-- BEGIN Information shown --
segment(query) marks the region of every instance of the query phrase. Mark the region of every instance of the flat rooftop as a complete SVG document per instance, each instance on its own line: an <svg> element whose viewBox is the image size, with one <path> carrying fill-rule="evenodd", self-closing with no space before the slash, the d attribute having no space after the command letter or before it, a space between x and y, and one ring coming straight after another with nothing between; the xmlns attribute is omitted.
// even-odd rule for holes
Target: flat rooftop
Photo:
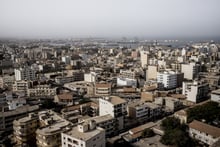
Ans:
<svg viewBox="0 0 220 147"><path fill-rule="evenodd" d="M77 127L72 128L72 130L65 132L63 134L67 134L73 138L86 141L86 140L90 140L91 138L100 134L103 131L105 131L105 130L97 127L94 130L88 130L87 132L80 132L80 131L78 131L78 126L77 126Z"/></svg>

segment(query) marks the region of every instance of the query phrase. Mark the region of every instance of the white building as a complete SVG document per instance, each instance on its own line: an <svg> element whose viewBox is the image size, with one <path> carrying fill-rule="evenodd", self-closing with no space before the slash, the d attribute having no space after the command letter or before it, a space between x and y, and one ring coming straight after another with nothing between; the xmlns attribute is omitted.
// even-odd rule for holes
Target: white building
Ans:
<svg viewBox="0 0 220 147"><path fill-rule="evenodd" d="M7 101L9 110L15 110L18 107L24 106L26 104L25 98L16 98Z"/></svg>
<svg viewBox="0 0 220 147"><path fill-rule="evenodd" d="M189 135L211 146L220 140L220 128L194 120L189 124Z"/></svg>
<svg viewBox="0 0 220 147"><path fill-rule="evenodd" d="M95 95L107 96L111 94L111 83L96 83L95 84Z"/></svg>
<svg viewBox="0 0 220 147"><path fill-rule="evenodd" d="M141 55L141 67L142 68L146 68L147 65L148 65L148 61L149 61L148 54L149 54L149 52L147 52L147 51L141 51L140 52L140 55Z"/></svg>
<svg viewBox="0 0 220 147"><path fill-rule="evenodd" d="M110 114L117 119L118 129L124 128L124 116L127 114L127 101L118 97L110 96L99 99L99 115Z"/></svg>
<svg viewBox="0 0 220 147"><path fill-rule="evenodd" d="M79 119L79 123L94 120L96 122L96 126L105 129L106 137L110 137L115 134L116 131L116 122L115 118L112 117L110 114L102 115L102 116L95 116L90 118L82 118Z"/></svg>
<svg viewBox="0 0 220 147"><path fill-rule="evenodd" d="M220 103L220 89L211 92L211 100Z"/></svg>
<svg viewBox="0 0 220 147"><path fill-rule="evenodd" d="M145 121L149 119L149 108L145 102L132 102L128 104L128 116L138 121Z"/></svg>
<svg viewBox="0 0 220 147"><path fill-rule="evenodd" d="M84 74L84 81L86 82L96 82L97 74L95 72L85 73Z"/></svg>
<svg viewBox="0 0 220 147"><path fill-rule="evenodd" d="M30 67L18 68L14 70L15 80L36 80L36 71Z"/></svg>
<svg viewBox="0 0 220 147"><path fill-rule="evenodd" d="M63 132L61 140L62 147L105 147L105 130L91 120Z"/></svg>
<svg viewBox="0 0 220 147"><path fill-rule="evenodd" d="M0 77L0 87L1 87L1 84L2 86L6 86L6 87L11 87L13 85L15 81L15 76L12 75L4 75L3 77Z"/></svg>
<svg viewBox="0 0 220 147"><path fill-rule="evenodd" d="M157 82L162 83L166 89L176 88L177 86L177 74L175 72L158 72Z"/></svg>
<svg viewBox="0 0 220 147"><path fill-rule="evenodd" d="M62 62L64 62L65 64L70 64L70 61L71 61L71 57L70 56L62 57Z"/></svg>
<svg viewBox="0 0 220 147"><path fill-rule="evenodd" d="M183 82L182 94L186 96L188 101L197 103L207 97L208 90L208 83L202 83L198 81Z"/></svg>
<svg viewBox="0 0 220 147"><path fill-rule="evenodd" d="M12 88L14 92L24 92L26 95L30 85L31 82L29 81L15 81Z"/></svg>
<svg viewBox="0 0 220 147"><path fill-rule="evenodd" d="M199 73L200 65L195 62L181 65L181 72L184 73L184 79L193 80Z"/></svg>
<svg viewBox="0 0 220 147"><path fill-rule="evenodd" d="M129 79L129 78L117 78L117 86L137 86L137 80L136 79Z"/></svg>
<svg viewBox="0 0 220 147"><path fill-rule="evenodd" d="M56 95L56 89L49 85L37 85L27 90L27 96L54 96Z"/></svg>

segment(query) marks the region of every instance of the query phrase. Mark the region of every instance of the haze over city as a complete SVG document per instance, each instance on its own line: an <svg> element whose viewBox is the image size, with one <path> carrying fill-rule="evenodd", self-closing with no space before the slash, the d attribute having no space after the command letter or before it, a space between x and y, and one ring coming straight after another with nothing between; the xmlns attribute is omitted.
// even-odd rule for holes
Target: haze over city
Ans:
<svg viewBox="0 0 220 147"><path fill-rule="evenodd" d="M1 38L218 38L219 0L0 0Z"/></svg>

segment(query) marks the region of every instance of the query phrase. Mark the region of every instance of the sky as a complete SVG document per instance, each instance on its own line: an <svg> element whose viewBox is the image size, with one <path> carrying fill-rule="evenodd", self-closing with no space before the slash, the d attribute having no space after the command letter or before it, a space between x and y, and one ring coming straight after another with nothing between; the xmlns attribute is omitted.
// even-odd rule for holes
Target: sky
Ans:
<svg viewBox="0 0 220 147"><path fill-rule="evenodd" d="M220 36L220 0L0 0L1 38Z"/></svg>

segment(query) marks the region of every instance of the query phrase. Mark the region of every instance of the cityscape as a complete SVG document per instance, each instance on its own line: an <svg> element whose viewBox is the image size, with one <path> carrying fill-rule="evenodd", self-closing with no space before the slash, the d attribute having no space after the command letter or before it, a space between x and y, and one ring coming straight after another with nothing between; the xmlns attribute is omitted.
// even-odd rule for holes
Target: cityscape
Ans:
<svg viewBox="0 0 220 147"><path fill-rule="evenodd" d="M218 4L0 0L0 147L220 147Z"/></svg>

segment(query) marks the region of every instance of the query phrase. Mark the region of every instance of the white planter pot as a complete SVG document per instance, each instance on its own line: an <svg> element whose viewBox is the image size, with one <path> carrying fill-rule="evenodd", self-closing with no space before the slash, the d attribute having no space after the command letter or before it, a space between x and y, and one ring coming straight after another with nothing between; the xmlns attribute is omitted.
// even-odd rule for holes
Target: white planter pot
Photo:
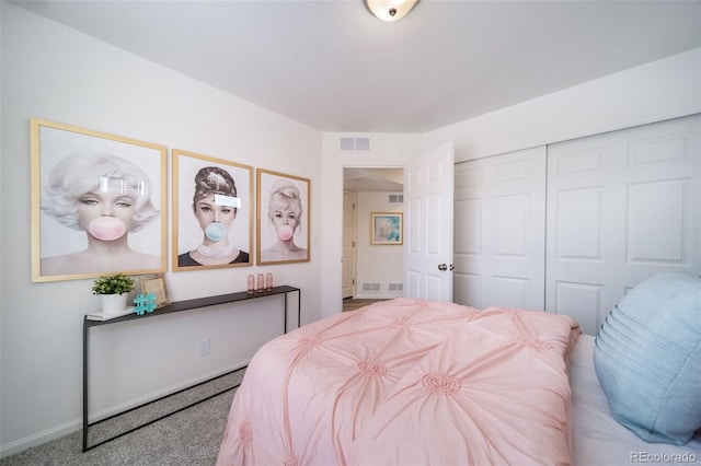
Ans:
<svg viewBox="0 0 701 466"><path fill-rule="evenodd" d="M113 314L125 311L127 308L127 298L128 293L101 294L100 300L102 301L102 312L105 314Z"/></svg>

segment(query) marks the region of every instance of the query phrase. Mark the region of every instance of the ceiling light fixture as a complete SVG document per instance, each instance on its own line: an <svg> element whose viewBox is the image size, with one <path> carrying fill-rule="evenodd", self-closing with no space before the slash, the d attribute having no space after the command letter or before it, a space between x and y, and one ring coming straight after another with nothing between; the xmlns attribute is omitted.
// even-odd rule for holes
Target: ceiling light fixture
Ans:
<svg viewBox="0 0 701 466"><path fill-rule="evenodd" d="M363 0L363 3L376 18L389 23L406 16L418 0Z"/></svg>

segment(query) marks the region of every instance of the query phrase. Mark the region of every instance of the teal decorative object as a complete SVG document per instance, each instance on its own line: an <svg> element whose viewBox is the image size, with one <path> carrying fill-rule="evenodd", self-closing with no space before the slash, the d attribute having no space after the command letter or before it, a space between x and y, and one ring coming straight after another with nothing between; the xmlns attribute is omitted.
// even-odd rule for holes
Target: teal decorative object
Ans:
<svg viewBox="0 0 701 466"><path fill-rule="evenodd" d="M153 310L156 308L156 294L138 294L134 299L134 312L137 315L143 315L147 312L153 312Z"/></svg>

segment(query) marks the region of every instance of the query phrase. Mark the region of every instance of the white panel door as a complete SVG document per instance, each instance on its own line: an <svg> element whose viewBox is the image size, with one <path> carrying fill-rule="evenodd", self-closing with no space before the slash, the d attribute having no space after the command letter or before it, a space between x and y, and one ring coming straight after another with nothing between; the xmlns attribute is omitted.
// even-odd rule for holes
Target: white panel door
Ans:
<svg viewBox="0 0 701 466"><path fill-rule="evenodd" d="M645 278L701 273L700 139L694 116L549 148L548 311L594 335Z"/></svg>
<svg viewBox="0 0 701 466"><path fill-rule="evenodd" d="M341 258L341 299L355 295L355 218L356 194L343 191L343 257Z"/></svg>
<svg viewBox="0 0 701 466"><path fill-rule="evenodd" d="M543 310L545 148L456 165L453 300Z"/></svg>
<svg viewBox="0 0 701 466"><path fill-rule="evenodd" d="M452 301L452 144L404 167L404 296Z"/></svg>

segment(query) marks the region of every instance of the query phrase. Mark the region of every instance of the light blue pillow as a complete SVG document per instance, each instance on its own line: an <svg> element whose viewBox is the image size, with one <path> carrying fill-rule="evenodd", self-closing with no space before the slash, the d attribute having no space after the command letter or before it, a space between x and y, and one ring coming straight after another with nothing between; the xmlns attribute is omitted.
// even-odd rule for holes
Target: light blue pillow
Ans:
<svg viewBox="0 0 701 466"><path fill-rule="evenodd" d="M701 278L662 272L631 290L599 328L594 366L620 423L687 443L701 429Z"/></svg>

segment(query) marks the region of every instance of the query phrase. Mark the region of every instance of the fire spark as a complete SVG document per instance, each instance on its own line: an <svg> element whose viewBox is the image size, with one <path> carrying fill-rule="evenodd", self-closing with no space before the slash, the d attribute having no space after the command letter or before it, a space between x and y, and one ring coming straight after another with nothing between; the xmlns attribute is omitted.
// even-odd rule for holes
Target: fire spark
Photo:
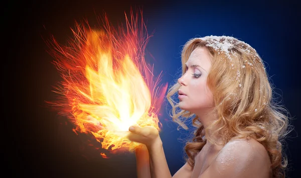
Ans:
<svg viewBox="0 0 301 178"><path fill-rule="evenodd" d="M68 45L54 38L47 42L62 78L54 91L60 97L48 103L70 119L76 132L92 134L102 148L114 152L139 146L126 138L131 125L160 130L158 114L167 88L167 83L159 86L162 72L155 77L154 65L144 59L152 36L142 11L140 20L131 10L129 19L125 15L124 28L117 30L105 16L97 29L87 21L76 23Z"/></svg>

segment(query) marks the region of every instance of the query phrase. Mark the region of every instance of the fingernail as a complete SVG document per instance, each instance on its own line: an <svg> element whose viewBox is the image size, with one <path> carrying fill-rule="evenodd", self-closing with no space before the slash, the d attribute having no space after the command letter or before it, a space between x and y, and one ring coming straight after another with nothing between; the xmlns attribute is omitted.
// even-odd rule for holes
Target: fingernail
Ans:
<svg viewBox="0 0 301 178"><path fill-rule="evenodd" d="M133 130L134 130L134 127L132 127L132 126L129 127L128 130L129 130L130 131L132 131Z"/></svg>

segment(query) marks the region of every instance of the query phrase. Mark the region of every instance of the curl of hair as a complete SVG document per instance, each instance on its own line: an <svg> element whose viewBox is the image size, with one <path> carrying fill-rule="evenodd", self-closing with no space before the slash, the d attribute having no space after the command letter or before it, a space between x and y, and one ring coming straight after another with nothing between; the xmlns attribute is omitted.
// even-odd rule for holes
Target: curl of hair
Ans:
<svg viewBox="0 0 301 178"><path fill-rule="evenodd" d="M221 38L217 42L223 40L229 40ZM193 119L193 126L197 129L192 141L185 146L187 161L194 166L195 157L207 140L224 145L230 140L249 137L260 143L268 152L273 177L284 177L287 159L282 146L290 131L288 117L284 114L287 111L274 100L263 61L255 49L234 38L228 42L233 46L228 53L217 50L201 38L190 39L183 47L182 75L185 72L185 64L196 48L205 47L210 52L212 66L207 82L214 100L212 112L217 118L206 129L197 116ZM173 99L180 86L176 83L169 89L167 97L172 107L170 116L187 129L184 123L193 113L180 109ZM217 134L221 137L222 143L218 143L216 138L211 136Z"/></svg>

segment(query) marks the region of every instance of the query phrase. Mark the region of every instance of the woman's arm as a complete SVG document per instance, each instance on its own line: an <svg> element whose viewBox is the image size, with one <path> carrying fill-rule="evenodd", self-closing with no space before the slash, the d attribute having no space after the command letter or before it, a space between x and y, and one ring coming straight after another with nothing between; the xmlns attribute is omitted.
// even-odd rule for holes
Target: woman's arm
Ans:
<svg viewBox="0 0 301 178"><path fill-rule="evenodd" d="M152 178L171 178L162 141L160 137L154 143L148 147L149 153L150 174Z"/></svg>
<svg viewBox="0 0 301 178"><path fill-rule="evenodd" d="M150 178L149 156L148 151L144 144L135 150L137 178Z"/></svg>
<svg viewBox="0 0 301 178"><path fill-rule="evenodd" d="M128 138L130 140L144 144L147 148L149 155L149 168L152 177L171 178L172 175L167 165L162 141L158 130L151 126L145 126L142 128L139 126L132 126L129 128L129 131L130 133L128 135ZM145 164L144 165L146 167ZM138 171L146 172L142 170Z"/></svg>

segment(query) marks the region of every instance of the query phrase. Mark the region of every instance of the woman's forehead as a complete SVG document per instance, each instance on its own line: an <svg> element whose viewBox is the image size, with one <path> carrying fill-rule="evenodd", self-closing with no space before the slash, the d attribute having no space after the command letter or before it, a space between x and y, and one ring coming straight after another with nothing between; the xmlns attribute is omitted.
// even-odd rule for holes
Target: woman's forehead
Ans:
<svg viewBox="0 0 301 178"><path fill-rule="evenodd" d="M194 63L197 63L197 64L201 65L210 62L210 57L209 52L206 47L198 47L192 51L186 64L189 66L195 64Z"/></svg>

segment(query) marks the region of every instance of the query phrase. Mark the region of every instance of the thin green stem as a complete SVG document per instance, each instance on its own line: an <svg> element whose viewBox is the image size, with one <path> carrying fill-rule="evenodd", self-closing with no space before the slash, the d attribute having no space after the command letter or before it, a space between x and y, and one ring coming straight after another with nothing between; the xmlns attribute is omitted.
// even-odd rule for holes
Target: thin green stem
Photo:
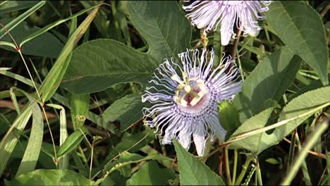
-- END Information shown --
Instructions to follow: Present the lines beginning at the start of the stored data entries and ending at the line that contains "127L72 128L72 130L65" as a numbered list, both ends included and blank lines omitted. Leave the pictures out of the answer.

Correct output:
1. segment(query) marks the region of every instance of the query phrase. Mark the region of every instance of the flat rooftop as a complete SVG document per instance, each instance on its own line: an <svg> element whose viewBox is the image size, with one <path> carrying fill-rule="evenodd", self-closing with no space before the slash, the d attribute having no space after the command letter or before it, a space between x and y, and one ring coming straight after another with nothing between; the xmlns attribute is omitted.
2. // even-odd rule for holes
3. Target: flat rooftop
4. Photo:
5. Ans:
6. <svg viewBox="0 0 220 147"><path fill-rule="evenodd" d="M77 127L72 128L72 130L65 132L63 134L67 134L73 138L86 141L86 140L90 140L91 138L100 134L103 131L105 131L105 130L97 127L94 130L88 130L87 132L80 132L80 131L78 131L78 126L77 126Z"/></svg>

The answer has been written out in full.